:: Tasks to perform ::
**1)** Summarize the text about the poet Natasha Trethewey in exactly two sentences.
**2)** Proceed with the text about the poet Natasha Trethewey, starting immediately after its final sentence.

:: Excerpt ::
>> Begin
Natasha Trethewey (born April 26, 1966) is an American poet who was served as United States Poet Laureate from 2012 to 2014. She won the 2007 Pulitzer Prize in Poetry for her 2006 collection Native Guard, and is a former Poet Laureate of Mississippi.

Trethewey is the Board of Trustees Professor of English at Northwestern University.  She previously served as the Robert W. Woodruff Professor of English and Creative Writing at Emory University, where she taught from 2001 to 2017.

Trethewey was elected in 2019 both to the American Academy of Arts and Letters and as a Chancellor of the Academy of American Poets. Academy of American Poets Chancellor David St. John said Trethewey “is one of our formal masters, a poet of exquisite delicacy and poise who is always unveiling the racial and historical inequities of our country and the ongoing personal expense of these injustices. Rarely has any poetic intersection of cultural and personal experience felt more inevitable, more painful, or profound.” Trethewey was elected to the American Philosophical Society in 2022.

Family
Natasha Trethewey was born in Gulfport, Mississippi, on April 26, 1966, Confederate Memorial Day, to Eric Trethewey and Gwendolyn Ann Turnbough. Her parents had traveled to Ohio to marry because their marriage was illegal in Mississippi at the time of Trethewey's birth, a year before the U.S. Supreme Court struck down anti-miscegenation laws with Loving v. Virginia. Her birth certificate noted the race of her mother as "colored", and the race of her father as "Canadian".
>> End
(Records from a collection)
>> Begin
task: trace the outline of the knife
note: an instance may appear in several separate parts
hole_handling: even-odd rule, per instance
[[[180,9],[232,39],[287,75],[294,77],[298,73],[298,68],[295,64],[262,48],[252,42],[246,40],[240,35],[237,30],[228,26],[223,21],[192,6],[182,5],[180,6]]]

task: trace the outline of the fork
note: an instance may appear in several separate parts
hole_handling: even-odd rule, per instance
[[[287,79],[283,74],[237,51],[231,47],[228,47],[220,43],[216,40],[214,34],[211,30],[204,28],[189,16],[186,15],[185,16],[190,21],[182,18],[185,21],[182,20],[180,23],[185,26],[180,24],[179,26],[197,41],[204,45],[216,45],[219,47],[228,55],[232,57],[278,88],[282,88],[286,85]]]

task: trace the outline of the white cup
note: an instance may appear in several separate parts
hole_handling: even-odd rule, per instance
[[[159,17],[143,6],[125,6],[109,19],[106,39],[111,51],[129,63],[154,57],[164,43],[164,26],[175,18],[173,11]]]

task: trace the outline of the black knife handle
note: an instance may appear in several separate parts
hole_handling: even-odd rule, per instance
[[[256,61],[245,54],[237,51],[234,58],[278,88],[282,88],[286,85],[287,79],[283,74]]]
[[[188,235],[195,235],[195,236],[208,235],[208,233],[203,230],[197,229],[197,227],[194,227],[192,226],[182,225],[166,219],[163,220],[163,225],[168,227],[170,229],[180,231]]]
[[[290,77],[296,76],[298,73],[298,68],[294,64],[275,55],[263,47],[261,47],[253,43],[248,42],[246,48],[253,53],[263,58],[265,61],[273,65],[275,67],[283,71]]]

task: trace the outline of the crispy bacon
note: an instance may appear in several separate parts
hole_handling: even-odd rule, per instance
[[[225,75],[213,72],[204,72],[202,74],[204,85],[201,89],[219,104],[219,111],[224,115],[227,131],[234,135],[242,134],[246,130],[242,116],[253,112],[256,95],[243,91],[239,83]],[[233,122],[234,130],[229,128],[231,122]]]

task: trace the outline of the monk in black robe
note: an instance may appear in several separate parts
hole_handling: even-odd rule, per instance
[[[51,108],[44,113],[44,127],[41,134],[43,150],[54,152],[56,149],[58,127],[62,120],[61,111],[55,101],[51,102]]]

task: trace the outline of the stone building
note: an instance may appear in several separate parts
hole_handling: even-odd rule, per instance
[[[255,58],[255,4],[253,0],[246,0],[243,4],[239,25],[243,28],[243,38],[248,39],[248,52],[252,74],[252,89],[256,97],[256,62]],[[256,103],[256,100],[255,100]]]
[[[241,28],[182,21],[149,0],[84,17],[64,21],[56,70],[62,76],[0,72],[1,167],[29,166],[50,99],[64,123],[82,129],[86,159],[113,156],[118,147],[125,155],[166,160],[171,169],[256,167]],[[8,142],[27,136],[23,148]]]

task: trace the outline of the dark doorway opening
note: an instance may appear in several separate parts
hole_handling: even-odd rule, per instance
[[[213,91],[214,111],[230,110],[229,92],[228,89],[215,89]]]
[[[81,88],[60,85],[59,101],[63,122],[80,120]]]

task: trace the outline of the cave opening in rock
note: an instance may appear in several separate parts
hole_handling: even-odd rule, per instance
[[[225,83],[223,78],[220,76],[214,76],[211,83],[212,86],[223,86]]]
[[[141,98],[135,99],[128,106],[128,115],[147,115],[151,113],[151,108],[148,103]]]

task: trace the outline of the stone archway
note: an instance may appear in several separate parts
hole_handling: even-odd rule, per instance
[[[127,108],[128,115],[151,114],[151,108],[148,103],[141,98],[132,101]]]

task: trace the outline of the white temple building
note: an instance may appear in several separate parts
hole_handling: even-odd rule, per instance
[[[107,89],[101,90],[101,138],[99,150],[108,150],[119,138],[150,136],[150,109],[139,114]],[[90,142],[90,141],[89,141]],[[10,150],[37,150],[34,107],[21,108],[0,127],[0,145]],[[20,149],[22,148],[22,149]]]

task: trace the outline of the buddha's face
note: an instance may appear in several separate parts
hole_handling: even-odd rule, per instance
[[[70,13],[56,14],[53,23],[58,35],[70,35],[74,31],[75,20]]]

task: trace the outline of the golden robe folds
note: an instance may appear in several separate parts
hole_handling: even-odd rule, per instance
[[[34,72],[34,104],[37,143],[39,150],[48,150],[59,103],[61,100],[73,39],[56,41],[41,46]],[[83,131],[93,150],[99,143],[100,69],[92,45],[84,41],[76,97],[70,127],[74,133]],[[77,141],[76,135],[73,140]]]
>> End
>> Begin
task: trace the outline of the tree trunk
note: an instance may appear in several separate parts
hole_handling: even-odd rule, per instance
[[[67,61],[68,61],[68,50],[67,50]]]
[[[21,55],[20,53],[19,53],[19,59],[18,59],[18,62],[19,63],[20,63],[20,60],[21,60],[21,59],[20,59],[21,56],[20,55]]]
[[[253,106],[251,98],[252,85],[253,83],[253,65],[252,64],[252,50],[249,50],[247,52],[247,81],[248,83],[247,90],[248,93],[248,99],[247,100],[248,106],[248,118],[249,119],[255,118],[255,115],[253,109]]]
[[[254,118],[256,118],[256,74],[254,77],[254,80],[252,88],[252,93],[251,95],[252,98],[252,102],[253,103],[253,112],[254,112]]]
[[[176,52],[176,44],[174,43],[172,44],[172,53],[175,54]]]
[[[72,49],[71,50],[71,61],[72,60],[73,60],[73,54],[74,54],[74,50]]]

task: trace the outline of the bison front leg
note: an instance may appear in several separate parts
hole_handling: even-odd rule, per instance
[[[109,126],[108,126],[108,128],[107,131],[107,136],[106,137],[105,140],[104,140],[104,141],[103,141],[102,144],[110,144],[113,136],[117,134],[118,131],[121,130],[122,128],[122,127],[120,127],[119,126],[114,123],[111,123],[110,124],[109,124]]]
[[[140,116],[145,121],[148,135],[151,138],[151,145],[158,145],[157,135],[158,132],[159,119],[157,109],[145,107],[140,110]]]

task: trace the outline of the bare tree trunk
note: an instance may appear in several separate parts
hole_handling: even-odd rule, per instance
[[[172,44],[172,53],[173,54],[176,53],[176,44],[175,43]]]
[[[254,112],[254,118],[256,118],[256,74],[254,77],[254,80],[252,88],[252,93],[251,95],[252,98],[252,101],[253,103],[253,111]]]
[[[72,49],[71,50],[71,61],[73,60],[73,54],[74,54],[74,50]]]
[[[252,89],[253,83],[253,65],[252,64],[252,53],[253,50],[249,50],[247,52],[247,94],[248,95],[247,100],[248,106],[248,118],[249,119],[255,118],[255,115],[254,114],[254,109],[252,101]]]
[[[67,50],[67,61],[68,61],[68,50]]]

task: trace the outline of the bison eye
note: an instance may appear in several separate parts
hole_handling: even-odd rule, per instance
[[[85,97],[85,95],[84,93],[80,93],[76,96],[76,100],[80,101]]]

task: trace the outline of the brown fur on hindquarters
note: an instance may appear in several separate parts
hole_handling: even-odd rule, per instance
>> End
>> Begin
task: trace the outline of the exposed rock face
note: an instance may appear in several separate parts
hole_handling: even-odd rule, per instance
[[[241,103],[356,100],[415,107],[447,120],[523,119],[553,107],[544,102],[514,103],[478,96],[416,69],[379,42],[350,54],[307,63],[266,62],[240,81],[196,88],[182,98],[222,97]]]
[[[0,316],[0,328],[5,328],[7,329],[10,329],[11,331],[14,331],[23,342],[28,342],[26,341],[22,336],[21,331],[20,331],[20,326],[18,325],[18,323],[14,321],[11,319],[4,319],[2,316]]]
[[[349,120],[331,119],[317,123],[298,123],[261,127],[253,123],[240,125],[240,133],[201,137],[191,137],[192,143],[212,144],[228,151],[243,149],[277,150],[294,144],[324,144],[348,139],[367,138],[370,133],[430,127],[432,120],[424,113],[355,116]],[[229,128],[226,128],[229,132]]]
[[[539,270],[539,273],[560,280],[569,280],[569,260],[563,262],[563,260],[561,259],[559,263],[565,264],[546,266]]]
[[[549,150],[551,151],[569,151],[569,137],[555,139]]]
>> End
:: Answers by task ::
**1)** Natasha Trethewey, born in Gulfport, Mississippi, on April 26, 1966, is an American poet who served as United States Poet Laureate from 2012 to 2014, won the 2007 Pulitzer Prize in Poetry for Native Guard, and is a former Poet Laureate of Mississippi. She is the Board of Trustees Professor of English at Northwestern University after teaching at Emory University from 2001 to 2017, and she has been elected to the American Academy of Arts and Letters, as a Chancellor of the Academy of American Poets, and to the American Philosophical Society.

**2)**
Trethewey's mother, Gwendolyn Ann Turnbough, was a social worker and part of the inspiration for Native Guard (2006), which is dedicated to her memory. Trethewey's parents divorced when she was six and Turnbough was murdered in 1985 by her second husband, whom she had recently divorced, when Trethewey was 19 years old. Recalling her reaction to her mother's death, she said: "that was the moment when I both felt that I would become a poet and then immediately afterward felt that I would not. I turned to poetry to make sense of what had happened."

Trethewey's father, Canadian emigrant Eric Trethewey, was also a poet and a professor of English at Hollins University.

Trethewey is married to historian Brett Gadsden.

Education
Trethewey earned her B.A. degree in English from the University of Georgia, an M.A. in English and Creative Writing from Hollins University, and an M.F.A. in poetry from the University of Massachusetts Amherst in 1995. In May 2010 Trethewey delivered the commencement speech at Hollins University and was awarded an honorary doctorate. She had previously received an honorary degree from Delta State University in her native Mississippi.

Poetry

Structurally, her work combines free verse with more structured, traditional forms such as the sonnet and the villanelle. Thematically, her work examines "memory and the racial legacy of America". Trethewey's first published collection, Domestic Work (2000), was the inaugural recipient of the Cave Canem prize for a first book by an African American poet. The book explores the work and lives of black men and women in the South.

Bellocq's Ophelia (2002), for example, is a collection of poetry in the form of an epistolary novella; it tells the fictional story of a mixed-race prostitute who was photographed by E. J. Bellocq in early 20th-century New Orleans.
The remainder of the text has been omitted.